EXERCISE OBJECTIVE:
Put the lines into a Markdown table with the columns No. and Line, numbering each one and leaving out any blank lines. Begin at the line that has "For the mapping pass, tag each instance of the sidewalk" and stop at the end of the rows.

RECORDS TO USE start

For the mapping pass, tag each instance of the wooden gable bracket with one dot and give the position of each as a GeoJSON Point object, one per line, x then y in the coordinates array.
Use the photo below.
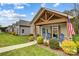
{"type": "Point", "coordinates": [45, 16]}
{"type": "Point", "coordinates": [50, 17]}
{"type": "Point", "coordinates": [42, 19]}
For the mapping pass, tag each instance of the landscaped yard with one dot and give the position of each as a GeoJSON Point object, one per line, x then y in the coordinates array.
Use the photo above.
{"type": "Point", "coordinates": [29, 51]}
{"type": "Point", "coordinates": [7, 39]}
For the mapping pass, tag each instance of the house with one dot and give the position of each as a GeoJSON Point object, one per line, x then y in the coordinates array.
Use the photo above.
{"type": "Point", "coordinates": [21, 27]}
{"type": "Point", "coordinates": [50, 23]}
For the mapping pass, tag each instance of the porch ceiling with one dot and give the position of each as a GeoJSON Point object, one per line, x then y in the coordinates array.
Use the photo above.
{"type": "Point", "coordinates": [48, 17]}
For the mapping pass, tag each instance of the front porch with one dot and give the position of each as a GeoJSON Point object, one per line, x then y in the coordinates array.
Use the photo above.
{"type": "Point", "coordinates": [50, 24]}
{"type": "Point", "coordinates": [53, 31]}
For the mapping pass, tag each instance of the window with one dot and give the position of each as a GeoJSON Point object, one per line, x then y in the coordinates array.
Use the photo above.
{"type": "Point", "coordinates": [22, 30]}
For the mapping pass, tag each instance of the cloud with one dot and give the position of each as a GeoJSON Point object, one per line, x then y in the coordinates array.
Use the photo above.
{"type": "Point", "coordinates": [18, 6]}
{"type": "Point", "coordinates": [43, 5]}
{"type": "Point", "coordinates": [56, 4]}
{"type": "Point", "coordinates": [21, 5]}
{"type": "Point", "coordinates": [8, 17]}
{"type": "Point", "coordinates": [32, 13]}
{"type": "Point", "coordinates": [27, 4]}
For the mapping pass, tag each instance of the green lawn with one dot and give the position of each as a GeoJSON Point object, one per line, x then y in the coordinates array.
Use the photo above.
{"type": "Point", "coordinates": [7, 39]}
{"type": "Point", "coordinates": [29, 51]}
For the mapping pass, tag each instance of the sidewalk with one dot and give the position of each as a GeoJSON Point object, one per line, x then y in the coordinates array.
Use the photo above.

RECORDS TO USE end

SOLUTION:
| No. | Line |
|---|---|
| 1 | For the mapping pass, tag each instance of the sidewalk with one dot and give the position of each as a GeoJSON Point object, one per line, x then y in the coordinates array. |
| 2 | Use the photo above. |